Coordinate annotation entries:

=-=-=-=-=

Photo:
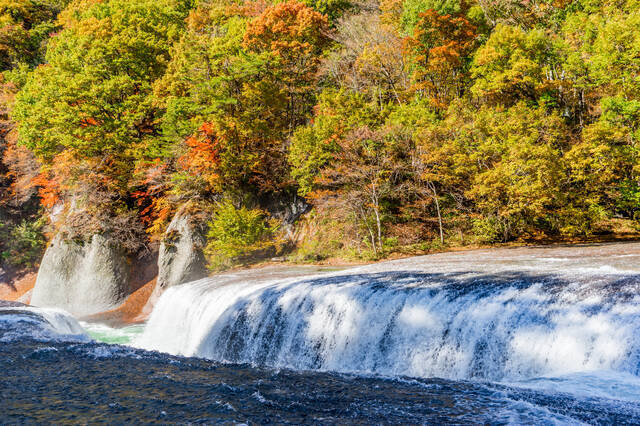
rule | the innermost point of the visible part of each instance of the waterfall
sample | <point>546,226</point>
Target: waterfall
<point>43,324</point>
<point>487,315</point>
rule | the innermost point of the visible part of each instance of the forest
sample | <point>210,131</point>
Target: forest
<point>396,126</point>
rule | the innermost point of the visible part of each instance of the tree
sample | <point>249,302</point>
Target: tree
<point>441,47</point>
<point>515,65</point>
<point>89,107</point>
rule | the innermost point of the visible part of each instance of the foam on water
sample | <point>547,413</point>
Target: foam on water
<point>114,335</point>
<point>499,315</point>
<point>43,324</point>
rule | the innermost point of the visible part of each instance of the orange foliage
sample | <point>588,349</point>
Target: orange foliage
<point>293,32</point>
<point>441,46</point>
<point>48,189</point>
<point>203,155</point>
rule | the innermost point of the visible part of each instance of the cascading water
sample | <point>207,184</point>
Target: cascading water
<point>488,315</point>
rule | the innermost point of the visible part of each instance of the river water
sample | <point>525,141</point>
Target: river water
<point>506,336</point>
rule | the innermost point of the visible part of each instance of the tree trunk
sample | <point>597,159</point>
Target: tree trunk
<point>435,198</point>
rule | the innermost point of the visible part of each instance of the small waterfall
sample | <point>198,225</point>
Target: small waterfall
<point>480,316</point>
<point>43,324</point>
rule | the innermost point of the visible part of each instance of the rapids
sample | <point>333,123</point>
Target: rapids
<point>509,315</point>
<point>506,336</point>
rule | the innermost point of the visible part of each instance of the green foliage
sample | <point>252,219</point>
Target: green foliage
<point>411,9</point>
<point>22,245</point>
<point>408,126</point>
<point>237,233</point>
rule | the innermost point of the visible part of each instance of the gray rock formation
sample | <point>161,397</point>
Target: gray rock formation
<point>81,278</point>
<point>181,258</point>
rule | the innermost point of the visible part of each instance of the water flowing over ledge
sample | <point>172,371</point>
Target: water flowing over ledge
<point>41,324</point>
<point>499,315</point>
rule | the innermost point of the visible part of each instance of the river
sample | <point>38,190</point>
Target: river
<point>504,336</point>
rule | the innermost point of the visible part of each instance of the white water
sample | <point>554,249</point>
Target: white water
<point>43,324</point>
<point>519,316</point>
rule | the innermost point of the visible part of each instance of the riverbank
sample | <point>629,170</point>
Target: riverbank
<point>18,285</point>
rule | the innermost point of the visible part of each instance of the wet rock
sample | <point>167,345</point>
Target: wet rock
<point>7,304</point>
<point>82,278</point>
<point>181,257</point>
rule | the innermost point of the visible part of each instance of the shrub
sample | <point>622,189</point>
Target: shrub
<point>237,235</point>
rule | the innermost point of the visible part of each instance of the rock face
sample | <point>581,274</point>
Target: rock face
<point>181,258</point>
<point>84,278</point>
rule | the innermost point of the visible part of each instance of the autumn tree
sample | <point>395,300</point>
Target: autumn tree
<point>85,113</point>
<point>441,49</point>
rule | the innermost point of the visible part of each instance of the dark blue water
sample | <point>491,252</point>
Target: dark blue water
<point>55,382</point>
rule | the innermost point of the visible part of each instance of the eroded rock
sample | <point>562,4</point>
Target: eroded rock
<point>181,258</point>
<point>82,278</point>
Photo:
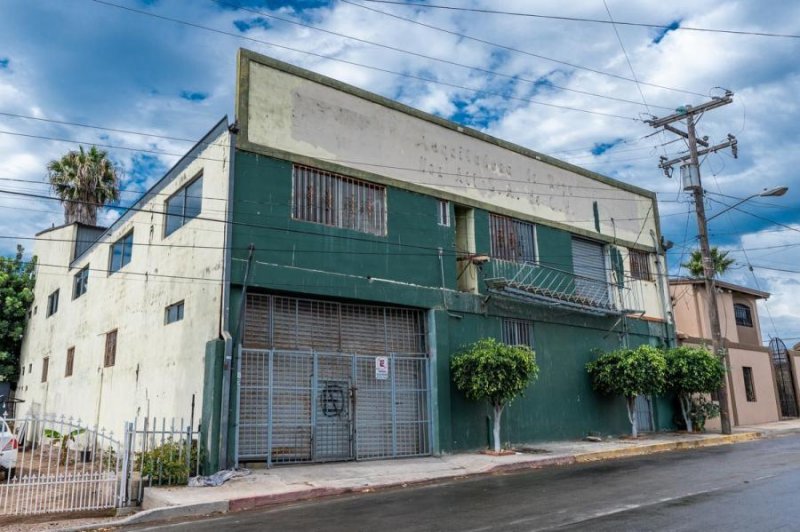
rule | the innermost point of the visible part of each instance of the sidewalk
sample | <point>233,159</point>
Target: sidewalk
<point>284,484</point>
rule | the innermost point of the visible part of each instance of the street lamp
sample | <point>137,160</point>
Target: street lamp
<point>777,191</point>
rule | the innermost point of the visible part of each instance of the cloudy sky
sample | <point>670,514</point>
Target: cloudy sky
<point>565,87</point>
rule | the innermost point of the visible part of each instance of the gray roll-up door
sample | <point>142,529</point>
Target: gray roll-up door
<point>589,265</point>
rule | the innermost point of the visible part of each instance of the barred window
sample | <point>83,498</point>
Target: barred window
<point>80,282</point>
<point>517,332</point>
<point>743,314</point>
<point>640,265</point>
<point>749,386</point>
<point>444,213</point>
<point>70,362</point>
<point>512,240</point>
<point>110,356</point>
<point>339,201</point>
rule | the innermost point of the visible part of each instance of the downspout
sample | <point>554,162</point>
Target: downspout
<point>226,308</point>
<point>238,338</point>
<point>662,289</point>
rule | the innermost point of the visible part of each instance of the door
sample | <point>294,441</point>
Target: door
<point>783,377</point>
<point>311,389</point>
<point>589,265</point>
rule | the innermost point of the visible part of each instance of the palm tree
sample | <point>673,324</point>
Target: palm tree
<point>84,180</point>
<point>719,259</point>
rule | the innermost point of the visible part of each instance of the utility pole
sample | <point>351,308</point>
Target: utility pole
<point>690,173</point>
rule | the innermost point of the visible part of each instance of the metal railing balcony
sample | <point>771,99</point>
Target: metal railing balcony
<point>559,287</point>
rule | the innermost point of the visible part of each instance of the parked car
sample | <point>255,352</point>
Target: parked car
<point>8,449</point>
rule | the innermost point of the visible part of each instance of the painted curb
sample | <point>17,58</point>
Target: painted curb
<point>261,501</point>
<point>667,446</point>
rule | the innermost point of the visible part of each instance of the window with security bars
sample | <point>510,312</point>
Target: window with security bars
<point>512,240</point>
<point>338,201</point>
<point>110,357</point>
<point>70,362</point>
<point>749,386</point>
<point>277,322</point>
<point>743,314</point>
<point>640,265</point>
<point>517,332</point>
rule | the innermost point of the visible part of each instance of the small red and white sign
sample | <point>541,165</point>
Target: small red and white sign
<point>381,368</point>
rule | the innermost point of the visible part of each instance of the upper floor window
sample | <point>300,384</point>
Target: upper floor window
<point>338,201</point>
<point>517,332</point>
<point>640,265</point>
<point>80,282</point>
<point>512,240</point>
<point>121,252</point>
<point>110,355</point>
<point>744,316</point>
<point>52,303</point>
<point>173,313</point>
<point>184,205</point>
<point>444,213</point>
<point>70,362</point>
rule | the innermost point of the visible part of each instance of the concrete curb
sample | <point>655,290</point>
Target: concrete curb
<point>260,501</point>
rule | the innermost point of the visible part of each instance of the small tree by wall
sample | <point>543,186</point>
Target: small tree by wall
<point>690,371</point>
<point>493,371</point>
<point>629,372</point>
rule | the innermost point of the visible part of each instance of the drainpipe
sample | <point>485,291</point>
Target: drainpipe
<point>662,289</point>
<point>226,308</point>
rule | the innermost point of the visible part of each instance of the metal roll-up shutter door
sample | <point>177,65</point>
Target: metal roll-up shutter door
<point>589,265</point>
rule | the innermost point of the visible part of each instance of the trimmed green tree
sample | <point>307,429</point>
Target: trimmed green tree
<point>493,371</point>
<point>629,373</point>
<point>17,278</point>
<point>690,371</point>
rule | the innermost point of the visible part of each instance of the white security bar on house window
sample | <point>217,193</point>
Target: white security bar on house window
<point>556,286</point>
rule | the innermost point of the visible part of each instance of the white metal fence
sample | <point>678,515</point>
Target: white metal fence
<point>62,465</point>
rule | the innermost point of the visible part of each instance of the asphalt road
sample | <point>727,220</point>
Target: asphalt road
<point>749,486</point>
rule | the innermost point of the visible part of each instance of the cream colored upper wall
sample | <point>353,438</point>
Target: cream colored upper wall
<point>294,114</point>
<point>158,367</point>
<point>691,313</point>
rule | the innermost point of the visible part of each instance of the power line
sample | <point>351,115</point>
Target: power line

=-=-=-=-=

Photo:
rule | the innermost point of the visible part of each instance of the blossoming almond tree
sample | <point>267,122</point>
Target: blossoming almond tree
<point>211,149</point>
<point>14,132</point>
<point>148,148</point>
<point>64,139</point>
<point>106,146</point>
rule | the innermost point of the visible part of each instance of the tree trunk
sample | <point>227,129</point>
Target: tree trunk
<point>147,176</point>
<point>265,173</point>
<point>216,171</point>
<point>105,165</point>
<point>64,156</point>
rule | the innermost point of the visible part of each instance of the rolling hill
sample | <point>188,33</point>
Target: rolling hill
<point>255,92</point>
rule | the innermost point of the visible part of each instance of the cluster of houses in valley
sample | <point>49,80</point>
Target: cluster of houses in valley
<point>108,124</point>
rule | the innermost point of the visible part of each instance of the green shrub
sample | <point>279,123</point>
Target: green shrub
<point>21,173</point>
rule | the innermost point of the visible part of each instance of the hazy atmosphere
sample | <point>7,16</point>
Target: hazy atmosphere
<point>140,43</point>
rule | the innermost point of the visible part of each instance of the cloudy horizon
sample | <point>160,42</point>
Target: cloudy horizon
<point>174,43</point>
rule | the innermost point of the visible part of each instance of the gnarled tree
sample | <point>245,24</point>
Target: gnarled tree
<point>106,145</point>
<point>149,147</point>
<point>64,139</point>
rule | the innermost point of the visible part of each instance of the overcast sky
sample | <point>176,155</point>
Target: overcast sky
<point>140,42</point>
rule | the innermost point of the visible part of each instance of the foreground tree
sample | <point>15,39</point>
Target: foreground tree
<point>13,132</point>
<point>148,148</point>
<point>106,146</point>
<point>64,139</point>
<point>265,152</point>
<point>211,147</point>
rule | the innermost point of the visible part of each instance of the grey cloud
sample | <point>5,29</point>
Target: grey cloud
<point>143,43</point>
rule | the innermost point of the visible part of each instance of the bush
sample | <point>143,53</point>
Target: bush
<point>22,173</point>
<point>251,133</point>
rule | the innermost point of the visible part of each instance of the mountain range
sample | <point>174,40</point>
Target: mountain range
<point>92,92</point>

=-=-=-=-=

Convert the material, starting at the line that contains "the white water" and stopping after the line that contains "<point>18,285</point>", into a two-column CSV with the headers request and answer. Give one row per request, and put its text and its answer each in a single quoted field with line breaks replaced by spaces.

=== Solution to this task ===
request,answer
"rule | the innermost point of the visible part of each instance of the white water sample | <point>554,249</point> Target: white water","<point>43,324</point> <point>519,316</point>"
"rule | the innermost point of the visible part of each instance of the riverbank sample | <point>629,170</point> Target: riverbank","<point>18,285</point>"